**Selected excerpt:**
· · · · ·
I think he has run 19 trials and the two he didn't finish he was dropped for hooking a gun.


----------



## Bill (Mar 1, 2008)

Anyone have the open call backs to the last series?


----------



## Bill (Mar 1, 2008)

Open last series 1, 7, 13, 20, 27, 29, 38, 39, 45, 55


----------



## Jay Dufour (Jan 19, 2003)

Anyone have AM callbacks ?


----------



## HiRollerlabs (Jun 11, 2004)

rboudet said:


> I think he has run 19 trials and the two he didn't finish he was dropped for hooking a gun.


Dropped in a derby for hooking a gun? UR kidding, right?


----------



## Franco (Jun 27, 2003)

HiRollerlabs said:


> Dropped in a derby for hooking a gun?


That's what I was thinking!

What good is the internet if we can't roll those Derby judges under the bus?

In my book, a hooked gun in a Derby might have you running "green", depending on the work of the rest of the field. One hooked gun is certainly not a major fault.

Chief's dam Sophie was an impressive FC when she was being trained and handled by Smith.


----------



## rboudet (Jun 29, 2004)

Franco said:


> That's what I was thinking!
> 
> What good is the internet if we can't roll those Derby judges under the bus?
> 
> ...


Not going to throw anyone under the bus, but it did happen. And it's ashame Sophie is just sitting in a kennel in Mississippi doing nothing. A few of us have tried to contact the owner about breeding her again and assuming the responsibility and splitting what money is made but unfortunetly he wont return calls or messages. Heck all we want is a puppy or two.

Enough of this, where are all the results from this weekend?


----------



## Kyle B (May 5, 2005)

rboudet said:


> Enough of this, where are all the results from this weekend?


Open:

1st - Woody - Shirley Greener/Lorne Langevin
2nd - Check - Mark Medford/Mark Medford
3rd - Yates - Kyle Broussard/Charlie Moody
4th - Maggie (I think, I know it was one of Chris') Jessie Kent/Chris Ledford
RJ - Willie (I think again, memory is getting worse) Jim Pickering
I know there were a couple of JAMS but don't remember them.

Lost interest in the Amateur after the Land Blind. No info.


----------



## Brandoned (Aug 20, 2004)

Kyle congrats on the 3rd in the open!

This is all I remember from the results yesterday in the Q and Am. 

Am
1st Joe Broyles
2nd ????
3rd Lou Magee (I think)
4th????
· · · · ·
**Dataset excerpts:**
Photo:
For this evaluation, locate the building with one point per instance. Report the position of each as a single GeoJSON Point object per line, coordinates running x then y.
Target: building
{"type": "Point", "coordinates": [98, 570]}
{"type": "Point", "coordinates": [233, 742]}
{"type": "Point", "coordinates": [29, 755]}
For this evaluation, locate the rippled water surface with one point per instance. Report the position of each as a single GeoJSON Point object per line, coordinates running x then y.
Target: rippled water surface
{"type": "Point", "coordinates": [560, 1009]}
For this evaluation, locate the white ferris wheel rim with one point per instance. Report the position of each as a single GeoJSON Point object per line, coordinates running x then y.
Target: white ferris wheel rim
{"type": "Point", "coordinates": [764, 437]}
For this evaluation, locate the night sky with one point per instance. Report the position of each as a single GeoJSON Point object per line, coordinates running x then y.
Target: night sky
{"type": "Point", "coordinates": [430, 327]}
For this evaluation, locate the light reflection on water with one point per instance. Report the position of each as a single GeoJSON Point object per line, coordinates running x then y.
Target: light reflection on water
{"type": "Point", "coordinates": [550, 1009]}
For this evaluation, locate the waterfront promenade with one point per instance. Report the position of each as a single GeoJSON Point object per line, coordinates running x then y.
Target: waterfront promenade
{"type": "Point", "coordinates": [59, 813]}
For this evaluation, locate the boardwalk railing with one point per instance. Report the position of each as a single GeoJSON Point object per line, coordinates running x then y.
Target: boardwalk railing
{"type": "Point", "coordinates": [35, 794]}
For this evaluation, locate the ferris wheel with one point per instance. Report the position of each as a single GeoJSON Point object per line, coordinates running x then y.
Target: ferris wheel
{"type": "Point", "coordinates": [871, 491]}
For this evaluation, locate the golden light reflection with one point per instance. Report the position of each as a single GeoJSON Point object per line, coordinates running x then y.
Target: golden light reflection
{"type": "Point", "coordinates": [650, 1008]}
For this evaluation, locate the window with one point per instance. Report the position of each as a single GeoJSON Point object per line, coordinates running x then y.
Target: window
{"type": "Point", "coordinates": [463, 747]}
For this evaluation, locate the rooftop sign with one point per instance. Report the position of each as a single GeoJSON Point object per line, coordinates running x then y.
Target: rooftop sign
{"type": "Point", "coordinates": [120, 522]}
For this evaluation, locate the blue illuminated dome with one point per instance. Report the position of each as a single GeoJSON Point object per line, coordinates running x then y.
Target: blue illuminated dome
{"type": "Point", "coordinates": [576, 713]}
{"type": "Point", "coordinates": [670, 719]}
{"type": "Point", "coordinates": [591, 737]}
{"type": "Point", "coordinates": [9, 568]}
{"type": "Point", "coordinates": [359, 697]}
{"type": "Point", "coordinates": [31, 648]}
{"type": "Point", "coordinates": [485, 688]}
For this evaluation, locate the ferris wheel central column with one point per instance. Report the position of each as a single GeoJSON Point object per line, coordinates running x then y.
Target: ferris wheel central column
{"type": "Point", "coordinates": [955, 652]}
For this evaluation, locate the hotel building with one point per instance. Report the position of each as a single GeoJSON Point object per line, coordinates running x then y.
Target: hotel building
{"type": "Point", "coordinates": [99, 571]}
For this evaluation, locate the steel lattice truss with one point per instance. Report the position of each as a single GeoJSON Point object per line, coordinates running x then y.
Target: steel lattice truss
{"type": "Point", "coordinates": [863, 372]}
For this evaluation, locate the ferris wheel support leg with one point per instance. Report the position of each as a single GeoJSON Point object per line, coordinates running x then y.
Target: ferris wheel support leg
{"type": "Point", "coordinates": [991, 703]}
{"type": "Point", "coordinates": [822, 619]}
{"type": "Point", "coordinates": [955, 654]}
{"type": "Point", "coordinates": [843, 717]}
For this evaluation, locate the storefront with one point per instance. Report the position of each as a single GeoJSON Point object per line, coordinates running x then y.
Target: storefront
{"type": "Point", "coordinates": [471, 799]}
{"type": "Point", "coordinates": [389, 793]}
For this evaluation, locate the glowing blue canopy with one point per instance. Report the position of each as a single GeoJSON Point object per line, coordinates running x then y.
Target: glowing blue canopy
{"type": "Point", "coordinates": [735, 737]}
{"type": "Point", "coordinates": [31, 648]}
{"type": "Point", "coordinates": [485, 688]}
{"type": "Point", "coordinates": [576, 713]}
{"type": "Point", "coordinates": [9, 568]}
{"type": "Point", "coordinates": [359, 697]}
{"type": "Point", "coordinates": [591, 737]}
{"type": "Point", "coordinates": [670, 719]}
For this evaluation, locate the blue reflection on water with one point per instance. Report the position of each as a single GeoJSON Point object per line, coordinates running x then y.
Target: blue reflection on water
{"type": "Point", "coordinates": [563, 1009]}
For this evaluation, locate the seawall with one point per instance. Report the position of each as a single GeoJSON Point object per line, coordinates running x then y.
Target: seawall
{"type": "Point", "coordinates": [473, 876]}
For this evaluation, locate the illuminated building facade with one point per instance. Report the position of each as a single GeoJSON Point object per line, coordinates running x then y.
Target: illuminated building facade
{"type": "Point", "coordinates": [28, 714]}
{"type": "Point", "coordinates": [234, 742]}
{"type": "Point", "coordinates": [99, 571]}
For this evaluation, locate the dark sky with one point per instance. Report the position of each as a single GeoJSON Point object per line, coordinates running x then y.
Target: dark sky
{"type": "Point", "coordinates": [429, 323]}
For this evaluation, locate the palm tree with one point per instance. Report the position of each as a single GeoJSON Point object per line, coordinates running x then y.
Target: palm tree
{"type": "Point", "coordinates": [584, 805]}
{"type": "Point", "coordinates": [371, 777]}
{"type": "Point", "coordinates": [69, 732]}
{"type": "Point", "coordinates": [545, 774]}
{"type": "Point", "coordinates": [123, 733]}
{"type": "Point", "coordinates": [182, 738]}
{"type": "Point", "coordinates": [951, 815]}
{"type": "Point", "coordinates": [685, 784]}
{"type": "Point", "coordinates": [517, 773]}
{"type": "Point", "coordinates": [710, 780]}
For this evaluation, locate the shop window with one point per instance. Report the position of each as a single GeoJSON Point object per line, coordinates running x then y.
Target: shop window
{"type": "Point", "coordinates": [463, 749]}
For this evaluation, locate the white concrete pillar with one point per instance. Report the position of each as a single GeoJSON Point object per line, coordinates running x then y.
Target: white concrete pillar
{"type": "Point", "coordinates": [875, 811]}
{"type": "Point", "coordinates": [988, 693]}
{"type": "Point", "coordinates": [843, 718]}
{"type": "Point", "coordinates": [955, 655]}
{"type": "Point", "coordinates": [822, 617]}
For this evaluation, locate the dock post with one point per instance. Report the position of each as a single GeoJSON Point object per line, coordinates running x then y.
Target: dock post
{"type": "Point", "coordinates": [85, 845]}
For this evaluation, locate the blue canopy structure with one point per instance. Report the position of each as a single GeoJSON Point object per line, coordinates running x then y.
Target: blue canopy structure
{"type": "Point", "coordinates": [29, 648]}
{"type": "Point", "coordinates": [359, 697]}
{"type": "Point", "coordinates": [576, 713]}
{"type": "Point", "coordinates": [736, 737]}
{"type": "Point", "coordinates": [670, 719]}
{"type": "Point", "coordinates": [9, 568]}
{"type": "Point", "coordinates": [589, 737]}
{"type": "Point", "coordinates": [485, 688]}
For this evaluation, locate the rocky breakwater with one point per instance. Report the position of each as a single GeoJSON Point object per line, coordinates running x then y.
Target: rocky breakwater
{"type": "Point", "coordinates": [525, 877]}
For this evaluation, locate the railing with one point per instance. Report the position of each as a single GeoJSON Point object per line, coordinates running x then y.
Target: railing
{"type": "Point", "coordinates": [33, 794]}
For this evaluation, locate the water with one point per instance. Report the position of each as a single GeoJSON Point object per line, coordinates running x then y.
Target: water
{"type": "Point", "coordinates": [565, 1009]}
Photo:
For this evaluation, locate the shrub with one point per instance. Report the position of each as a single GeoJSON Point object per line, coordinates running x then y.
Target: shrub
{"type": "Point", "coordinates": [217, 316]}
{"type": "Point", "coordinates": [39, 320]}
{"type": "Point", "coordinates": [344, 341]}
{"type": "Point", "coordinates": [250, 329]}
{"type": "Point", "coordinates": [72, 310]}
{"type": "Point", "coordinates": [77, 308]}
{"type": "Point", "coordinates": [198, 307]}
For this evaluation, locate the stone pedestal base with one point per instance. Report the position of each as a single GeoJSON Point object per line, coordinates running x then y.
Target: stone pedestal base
· · · · ·
**Required tasks:**
A: In the forum thread, repeat everything from "## Brandoned (Aug" down to "Magee (I think)" word for word.
B: List the name of every poster who has a heading in the forum thread. Give each name only once.

**Answers in order:**
A:
## Brandoned (Aug 20, 2004)

Kyle congrats on the 3rd in the open!

This is all I remember from the results yesterday in the Q and Am. 

Am
1st Joe Broyles
2nd ????
3rd Lou Magee (I think)

B: Bill, Jay Dufour, HiRollerlabs, Franco, rboudet, Kyle B, Brandoned